START Records to use
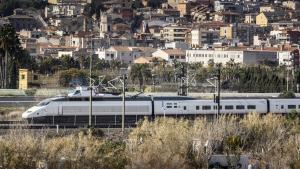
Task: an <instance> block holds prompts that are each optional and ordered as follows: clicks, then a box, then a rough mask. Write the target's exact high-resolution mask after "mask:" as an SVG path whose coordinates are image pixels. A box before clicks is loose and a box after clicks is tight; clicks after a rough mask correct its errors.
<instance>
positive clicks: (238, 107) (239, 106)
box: [235, 105, 245, 110]
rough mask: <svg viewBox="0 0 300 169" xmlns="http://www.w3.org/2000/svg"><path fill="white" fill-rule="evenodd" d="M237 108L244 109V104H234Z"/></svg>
mask: <svg viewBox="0 0 300 169" xmlns="http://www.w3.org/2000/svg"><path fill="white" fill-rule="evenodd" d="M235 108H236V109H237V110H243V109H245V106H244V105H236V107H235Z"/></svg>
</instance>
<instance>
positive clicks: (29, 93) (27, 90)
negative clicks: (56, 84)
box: [25, 89, 37, 96]
mask: <svg viewBox="0 0 300 169" xmlns="http://www.w3.org/2000/svg"><path fill="white" fill-rule="evenodd" d="M36 91H37V90H36V89H27V90H25V94H26V96H34V95H35V93H36Z"/></svg>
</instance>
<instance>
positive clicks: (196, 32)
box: [191, 28, 220, 48]
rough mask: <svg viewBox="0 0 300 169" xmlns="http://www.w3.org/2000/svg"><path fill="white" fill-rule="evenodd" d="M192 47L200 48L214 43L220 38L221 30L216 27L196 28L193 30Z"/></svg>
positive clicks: (210, 44) (193, 47)
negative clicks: (213, 27) (208, 27)
mask: <svg viewBox="0 0 300 169" xmlns="http://www.w3.org/2000/svg"><path fill="white" fill-rule="evenodd" d="M191 39H192V40H191V47H192V48H198V47H202V46H204V45H213V43H215V42H218V41H219V39H220V31H219V30H214V29H204V28H195V29H193V30H192V31H191Z"/></svg>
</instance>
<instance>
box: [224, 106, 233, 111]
mask: <svg viewBox="0 0 300 169" xmlns="http://www.w3.org/2000/svg"><path fill="white" fill-rule="evenodd" d="M225 110H233V106H232V105H226V106H225Z"/></svg>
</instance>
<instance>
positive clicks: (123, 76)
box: [122, 74, 126, 133]
mask: <svg viewBox="0 0 300 169" xmlns="http://www.w3.org/2000/svg"><path fill="white" fill-rule="evenodd" d="M122 78H123V89H122V90H123V95H122V103H123V105H122V133H124V128H125V79H126V75H125V74H123V76H122Z"/></svg>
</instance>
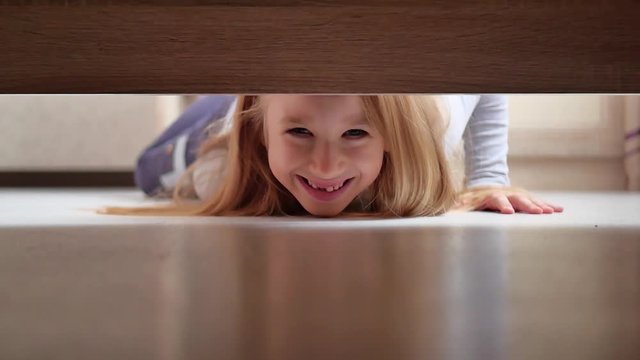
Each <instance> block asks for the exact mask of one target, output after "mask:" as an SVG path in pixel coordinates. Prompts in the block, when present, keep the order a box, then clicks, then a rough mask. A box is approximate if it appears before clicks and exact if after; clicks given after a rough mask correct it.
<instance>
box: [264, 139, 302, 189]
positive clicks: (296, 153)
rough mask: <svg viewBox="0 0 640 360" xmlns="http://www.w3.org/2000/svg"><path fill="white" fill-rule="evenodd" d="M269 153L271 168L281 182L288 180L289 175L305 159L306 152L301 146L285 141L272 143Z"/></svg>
mask: <svg viewBox="0 0 640 360" xmlns="http://www.w3.org/2000/svg"><path fill="white" fill-rule="evenodd" d="M267 152H268V157H269V167H270V168H271V171H272V172H273V174H274V175H275V176H276V178H277V179H278V180H280V181H283V179H285V178H288V176H289V173H290V172H291V171H292V170H293V169H295V168H296V167H297V166H298V165H299V163H300V162H302V161H303V159H304V152H303V150H302V149H300V147H299V146H295V145H292V144H290V143H286V142H283V141H271V143H270V146H269V147H268V148H267Z"/></svg>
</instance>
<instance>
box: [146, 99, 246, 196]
mask: <svg viewBox="0 0 640 360" xmlns="http://www.w3.org/2000/svg"><path fill="white" fill-rule="evenodd" d="M233 100H235V96H231V95H216V96H205V97H203V98H200V99H198V100H197V101H196V102H195V103H193V105H191V106H190V107H189V108H187V110H186V111H185V112H184V113H183V114H182V115H180V117H178V119H177V120H176V121H175V122H174V123H173V124H172V125H171V126H170V127H169V128H167V129H166V130H165V131H164V132H163V133H162V134H161V135H160V137H159V138H158V139H156V140H155V141H154V142H153V143H152V144H151V145H149V146H148V147H147V148H146V149H145V150H144V151H143V152H142V154H141V155H140V156H139V157H138V160H137V164H136V170H135V182H136V185H137V186H138V187H139V188H140V189H142V191H144V192H145V193H146V194H147V195H150V196H154V195H165V194H167V193H169V192H171V191H173V188H174V187H175V185H176V183H177V181H178V179H179V178H180V176H181V175H182V174H183V173H184V172H185V171H186V168H187V167H188V166H189V165H190V164H191V163H193V162H194V161H195V158H196V154H197V151H198V147H199V145H200V143H201V142H202V140H203V139H204V137H205V135H206V134H205V130H206V129H207V128H208V127H209V126H210V125H211V124H212V123H213V122H214V121H215V120H217V119H221V118H224V117H225V115H226V114H227V112H228V110H229V108H230V107H231V104H232V103H233Z"/></svg>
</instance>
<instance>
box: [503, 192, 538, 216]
mask: <svg viewBox="0 0 640 360" xmlns="http://www.w3.org/2000/svg"><path fill="white" fill-rule="evenodd" d="M509 201H511V204H513V207H514V208H515V209H516V211H522V212H526V213H529V214H542V213H543V211H544V210H543V209H542V208H541V207H539V206H538V205H536V204H534V202H533V201H532V200H531V199H529V198H528V197H527V196H525V195H521V194H514V195H511V196H509Z"/></svg>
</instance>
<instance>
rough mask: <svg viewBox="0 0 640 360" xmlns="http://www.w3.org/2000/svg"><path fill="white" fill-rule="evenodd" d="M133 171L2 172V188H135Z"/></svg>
mask: <svg viewBox="0 0 640 360" xmlns="http://www.w3.org/2000/svg"><path fill="white" fill-rule="evenodd" d="M133 186H135V184H134V181H133V171H2V172H0V187H133Z"/></svg>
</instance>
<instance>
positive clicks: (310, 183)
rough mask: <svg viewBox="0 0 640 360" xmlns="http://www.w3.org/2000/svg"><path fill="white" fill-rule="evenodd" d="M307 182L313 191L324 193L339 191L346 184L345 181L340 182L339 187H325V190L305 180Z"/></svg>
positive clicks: (315, 184) (311, 182)
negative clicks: (340, 183)
mask: <svg viewBox="0 0 640 360" xmlns="http://www.w3.org/2000/svg"><path fill="white" fill-rule="evenodd" d="M307 182H308V183H309V185H310V186H311V187H312V188H314V189H316V190H322V191H326V192H334V191H336V190H338V189H340V188H341V187H342V186H344V183H345V182H346V180H345V181H343V182H342V184H340V185H335V186H329V187H327V188H322V187H320V186H318V185H316V184H314V183H312V182H311V181H309V180H308V179H307Z"/></svg>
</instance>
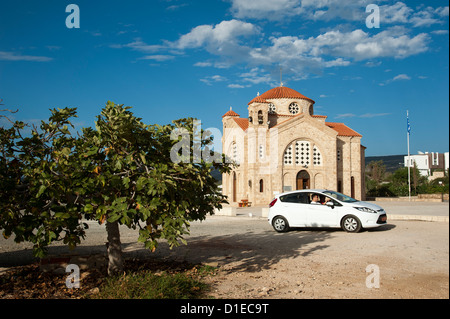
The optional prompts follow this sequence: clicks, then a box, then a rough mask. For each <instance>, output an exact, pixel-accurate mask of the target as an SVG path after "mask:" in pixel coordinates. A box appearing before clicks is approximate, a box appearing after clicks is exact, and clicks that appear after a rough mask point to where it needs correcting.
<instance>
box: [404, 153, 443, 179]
mask: <svg viewBox="0 0 450 319" xmlns="http://www.w3.org/2000/svg"><path fill="white" fill-rule="evenodd" d="M448 157H449V152H446V153H436V152H431V153H429V152H425V153H423V152H419V154H416V155H410V157H409V159H410V161H409V163H408V156H405V158H404V164H405V167H408V166H409V167H414V163H416V167H417V169H418V170H419V172H420V175H422V176H427V177H430V176H432V172H433V170H443V171H447V170H448V168H449V158H448ZM408 164H409V165H408Z"/></svg>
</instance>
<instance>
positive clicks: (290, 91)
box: [248, 86, 315, 105]
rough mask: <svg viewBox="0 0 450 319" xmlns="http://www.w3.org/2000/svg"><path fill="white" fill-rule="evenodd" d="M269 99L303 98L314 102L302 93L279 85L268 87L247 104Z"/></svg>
mask: <svg viewBox="0 0 450 319" xmlns="http://www.w3.org/2000/svg"><path fill="white" fill-rule="evenodd" d="M270 99H303V100H308V101H311V102H312V103H315V102H314V101H313V100H311V99H310V98H308V97H306V96H304V95H303V94H301V93H299V92H297V91H295V90H293V89H290V88H288V87H284V86H279V87H276V88H273V89H270V90H269V91H267V92H265V93H263V94H261V95H259V96H257V97H255V98H254V99H253V100H251V101H250V103H248V104H249V105H250V104H252V103H255V102H256V103H269V102H268V101H267V100H270Z"/></svg>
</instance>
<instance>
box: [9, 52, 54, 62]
mask: <svg viewBox="0 0 450 319" xmlns="http://www.w3.org/2000/svg"><path fill="white" fill-rule="evenodd" d="M51 60H53V58H50V57H46V56H35V55H21V54H17V53H14V52H8V51H0V61H33V62H48V61H51Z"/></svg>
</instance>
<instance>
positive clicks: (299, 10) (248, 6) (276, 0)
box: [231, 0, 301, 20]
mask: <svg viewBox="0 0 450 319" xmlns="http://www.w3.org/2000/svg"><path fill="white" fill-rule="evenodd" d="M232 3H233V5H232V7H231V11H232V13H233V15H234V16H235V17H237V18H254V19H269V20H279V19H281V18H284V17H287V16H294V15H298V14H300V13H301V8H300V0H258V1H255V0H232Z"/></svg>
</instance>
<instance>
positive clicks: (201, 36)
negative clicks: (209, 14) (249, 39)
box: [173, 19, 259, 53]
mask: <svg viewBox="0 0 450 319" xmlns="http://www.w3.org/2000/svg"><path fill="white" fill-rule="evenodd" d="M258 33H259V29H258V27H256V26H255V25H253V24H251V23H248V22H242V21H239V20H234V19H233V20H230V21H222V22H220V23H219V24H216V25H215V26H212V25H200V26H197V27H195V28H193V29H192V30H191V32H189V33H187V34H184V35H182V36H181V37H180V38H179V39H178V41H176V42H175V43H173V46H174V47H176V48H177V49H181V50H184V49H192V48H198V47H202V46H206V47H207V48H208V49H209V50H210V51H212V52H216V53H220V52H221V51H224V50H225V49H227V48H229V47H236V46H240V42H239V38H240V37H248V36H252V35H256V34H258Z"/></svg>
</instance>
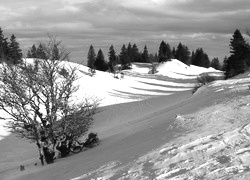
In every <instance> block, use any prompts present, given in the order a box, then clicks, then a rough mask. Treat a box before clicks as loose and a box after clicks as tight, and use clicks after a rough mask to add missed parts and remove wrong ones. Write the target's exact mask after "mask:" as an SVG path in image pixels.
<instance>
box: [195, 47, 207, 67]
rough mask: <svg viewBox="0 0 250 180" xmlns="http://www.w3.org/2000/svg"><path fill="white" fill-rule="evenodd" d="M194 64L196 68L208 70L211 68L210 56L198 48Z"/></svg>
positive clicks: (196, 51) (201, 48) (196, 50)
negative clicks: (202, 68)
mask: <svg viewBox="0 0 250 180" xmlns="http://www.w3.org/2000/svg"><path fill="white" fill-rule="evenodd" d="M192 64H193V65H195V66H200V67H205V68H208V67H209V66H210V61H209V58H208V55H207V54H206V53H205V52H204V51H203V49H202V48H198V49H197V50H196V51H195V53H194V56H193V59H192Z"/></svg>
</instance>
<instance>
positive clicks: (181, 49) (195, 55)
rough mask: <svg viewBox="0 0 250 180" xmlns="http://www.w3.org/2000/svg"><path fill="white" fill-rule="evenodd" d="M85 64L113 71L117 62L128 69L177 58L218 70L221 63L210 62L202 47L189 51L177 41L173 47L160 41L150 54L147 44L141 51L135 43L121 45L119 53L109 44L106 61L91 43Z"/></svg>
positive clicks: (122, 66)
mask: <svg viewBox="0 0 250 180" xmlns="http://www.w3.org/2000/svg"><path fill="white" fill-rule="evenodd" d="M87 59H88V61H87V66H88V67H89V68H91V69H97V70H100V71H107V70H108V69H109V70H110V71H111V72H113V71H114V67H115V66H116V65H117V64H121V66H122V69H130V68H131V63H133V62H140V63H153V62H159V63H162V62H166V61H170V60H171V59H178V60H180V61H181V62H183V63H185V64H187V65H191V64H192V65H196V66H200V67H205V68H208V67H213V68H215V69H218V70H220V69H221V67H222V66H221V64H220V62H219V59H218V58H214V59H213V60H212V61H211V62H210V60H209V58H208V55H207V54H206V53H205V52H204V50H203V49H202V48H198V49H196V50H195V51H192V52H190V51H189V49H188V47H187V46H186V45H183V44H182V43H179V44H178V46H177V47H176V48H175V47H173V48H171V47H170V45H169V44H168V43H166V42H165V41H162V42H161V43H160V46H159V50H158V53H155V54H152V53H149V52H148V49H147V46H146V45H145V46H144V49H143V51H142V52H141V51H139V49H138V47H137V45H136V44H133V45H131V43H129V44H128V45H127V46H126V45H125V44H123V45H122V48H121V50H120V53H119V54H116V52H115V50H114V46H113V45H111V46H110V48H109V52H108V61H107V60H105V57H104V55H103V52H102V50H101V49H99V50H98V53H97V55H96V53H95V49H94V47H93V45H91V46H90V48H89V51H88V57H87Z"/></svg>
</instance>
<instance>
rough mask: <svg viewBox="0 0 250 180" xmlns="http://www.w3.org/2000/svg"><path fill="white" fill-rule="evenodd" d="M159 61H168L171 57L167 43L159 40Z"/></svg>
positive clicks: (171, 54)
mask: <svg viewBox="0 0 250 180" xmlns="http://www.w3.org/2000/svg"><path fill="white" fill-rule="evenodd" d="M158 57H159V62H165V61H169V60H170V59H171V58H172V52H171V48H170V45H169V44H166V43H165V42H164V41H162V42H161V44H160V47H159V51H158Z"/></svg>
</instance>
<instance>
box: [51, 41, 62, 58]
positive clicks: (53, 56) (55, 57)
mask: <svg viewBox="0 0 250 180" xmlns="http://www.w3.org/2000/svg"><path fill="white" fill-rule="evenodd" d="M59 57H60V56H59V50H58V48H57V45H56V44H54V47H53V49H52V59H51V60H58V59H59Z"/></svg>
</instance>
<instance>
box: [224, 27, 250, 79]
mask: <svg viewBox="0 0 250 180" xmlns="http://www.w3.org/2000/svg"><path fill="white" fill-rule="evenodd" d="M229 46H230V49H231V51H230V53H231V56H230V57H229V58H228V61H227V66H226V73H225V75H226V78H229V77H232V76H235V75H238V74H240V73H244V72H245V70H246V69H247V62H249V60H248V58H249V45H248V44H247V43H246V41H245V39H244V38H243V36H242V35H241V32H240V31H239V30H238V29H236V31H235V32H234V34H233V38H232V39H231V40H230V45H229Z"/></svg>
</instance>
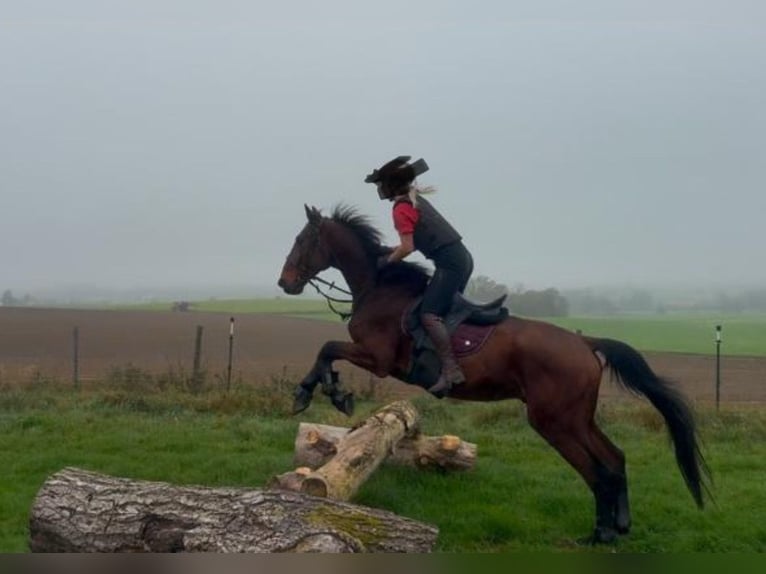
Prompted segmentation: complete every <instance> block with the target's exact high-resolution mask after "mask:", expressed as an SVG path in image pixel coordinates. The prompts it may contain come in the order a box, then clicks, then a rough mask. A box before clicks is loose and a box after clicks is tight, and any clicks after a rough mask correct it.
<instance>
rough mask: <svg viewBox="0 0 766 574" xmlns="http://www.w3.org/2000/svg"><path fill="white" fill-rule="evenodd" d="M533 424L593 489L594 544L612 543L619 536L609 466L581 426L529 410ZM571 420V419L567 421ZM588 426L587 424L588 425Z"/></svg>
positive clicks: (592, 490) (562, 456) (542, 435)
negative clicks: (569, 422)
mask: <svg viewBox="0 0 766 574" xmlns="http://www.w3.org/2000/svg"><path fill="white" fill-rule="evenodd" d="M527 413H528V418H529V422H530V424H531V425H532V427H533V428H534V429H535V430H536V431H537V432H538V433H540V435H541V436H542V437H543V438H544V439H545V440H546V441H548V443H549V444H550V445H551V446H552V447H553V448H555V449H556V450H557V451H558V452H559V454H561V456H562V457H564V459H565V460H566V461H567V462H568V463H569V464H570V465H572V467H574V469H575V470H576V471H577V472H578V473H580V476H582V478H583V479H584V480H585V483H586V484H587V485H588V487H589V488H590V490H591V492H592V493H593V496H594V498H595V502H596V526H595V528H594V530H593V535H592V537H591V538H589V539H588V541H589V542H592V543H610V542H614V540H615V539H616V538H617V534H618V532H617V526H616V521H615V508H616V501H617V497H616V490H615V489H614V488H612V487H611V481H610V480H609V473H608V471H607V469H606V467H605V466H604V465H603V464H602V463H601V462H600V461H599V460H597V459H596V458H595V457H594V456H593V454H592V453H591V451H590V449H589V448H588V444H587V443H588V440H587V437H584V433H583V430H582V429H581V428H578V427H579V426H580V425H573V424H562V423H563V422H564V421H561V420H559V421H555V422H554V420H553V419H552V418H551V417H549V416H541V415H540V413H536V412H535V411H534V410H533V409H528V411H527ZM567 422H570V423H571V422H572V421H567ZM586 427H587V425H586Z"/></svg>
END Records to use
What is being asked
Collect each line above that contains the string "negative". Matching is case-sensitive.

Final answer
negative clicks: (56, 84)
negative clicks: (213, 27) (208, 27)
negative clicks: (340, 183)
negative clicks: (209, 14) (249, 39)
negative clicks: (202, 68)
negative clicks: (569, 422)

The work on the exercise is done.